### Listed entries:
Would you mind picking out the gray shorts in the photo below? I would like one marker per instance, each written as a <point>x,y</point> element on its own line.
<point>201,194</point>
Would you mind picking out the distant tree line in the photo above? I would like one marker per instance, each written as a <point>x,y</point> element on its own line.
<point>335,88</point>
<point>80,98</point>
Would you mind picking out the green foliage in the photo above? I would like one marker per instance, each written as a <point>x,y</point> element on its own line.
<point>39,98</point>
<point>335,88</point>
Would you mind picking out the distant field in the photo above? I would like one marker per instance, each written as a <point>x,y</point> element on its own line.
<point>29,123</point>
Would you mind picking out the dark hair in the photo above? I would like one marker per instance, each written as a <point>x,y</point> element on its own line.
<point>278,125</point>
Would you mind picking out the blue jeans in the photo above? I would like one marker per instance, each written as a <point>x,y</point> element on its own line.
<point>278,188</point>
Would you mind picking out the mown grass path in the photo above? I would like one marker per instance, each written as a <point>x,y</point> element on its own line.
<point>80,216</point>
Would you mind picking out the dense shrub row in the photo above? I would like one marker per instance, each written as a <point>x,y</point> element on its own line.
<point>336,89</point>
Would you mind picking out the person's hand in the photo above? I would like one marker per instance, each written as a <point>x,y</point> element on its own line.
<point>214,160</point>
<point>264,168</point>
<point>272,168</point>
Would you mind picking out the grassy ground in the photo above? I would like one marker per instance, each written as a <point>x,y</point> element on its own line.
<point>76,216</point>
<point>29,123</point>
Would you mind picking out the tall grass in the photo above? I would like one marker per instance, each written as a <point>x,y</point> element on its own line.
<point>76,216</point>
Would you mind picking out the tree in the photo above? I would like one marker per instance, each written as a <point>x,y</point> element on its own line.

### Challenge:
Take the lines above and retype all of them exactly.

### Task answer:
Would you mind picking out the gray shorts in the photo below? I would like one marker per instance, each written as a <point>x,y</point> element on its own line.
<point>201,194</point>
Would you mind picking out the distant tree line in the photo above? I would like one marker per instance, each written as a <point>x,y</point> element on its own line.
<point>335,88</point>
<point>80,98</point>
Would you mind picking out the green foliage in the photo above? I would like one marker per instance, each written as a <point>x,y</point> element on its own line.
<point>39,98</point>
<point>335,88</point>
Would you mind picking out the distant field in the photo above? I would like one marker per instance, each written as a <point>x,y</point> element on its own line.
<point>29,123</point>
Would you mind picking out the dark hair in the photo above? I would like one marker per instance, each written as a <point>x,y</point> element on its own line.
<point>278,125</point>
Would you mind picking out the blue jeans in the photo above? I would like one marker per instance, each written as a <point>x,y</point> element on its own line.
<point>278,188</point>
Would you mind picking out the mown grass path in the photo above? I would like one marker per instance, each written as a <point>x,y</point> element on its own line.
<point>80,216</point>
Would you mind picking out the dense shrub row in the photo above? I would like one marker per instance, each written as a <point>x,y</point> element on its own line.
<point>336,89</point>
Would you mind picking out the person's hand in the photo above? I would like one marker per instance, each written as a <point>x,y</point> element on its own line.
<point>214,160</point>
<point>264,168</point>
<point>272,168</point>
Would you mind picking out the grassy ground in the photo above? I would like one marker per instance, each written as a <point>x,y</point> element on its own line.
<point>76,216</point>
<point>29,123</point>
Would you mind picking out the tall grass in the photo above? I would like one marker per instance, each written as a <point>x,y</point> element on its own line.
<point>76,216</point>
Would you mind picking out the tree in the photo above? I would like one marker per instance, each written as a <point>x,y</point> element on its own line.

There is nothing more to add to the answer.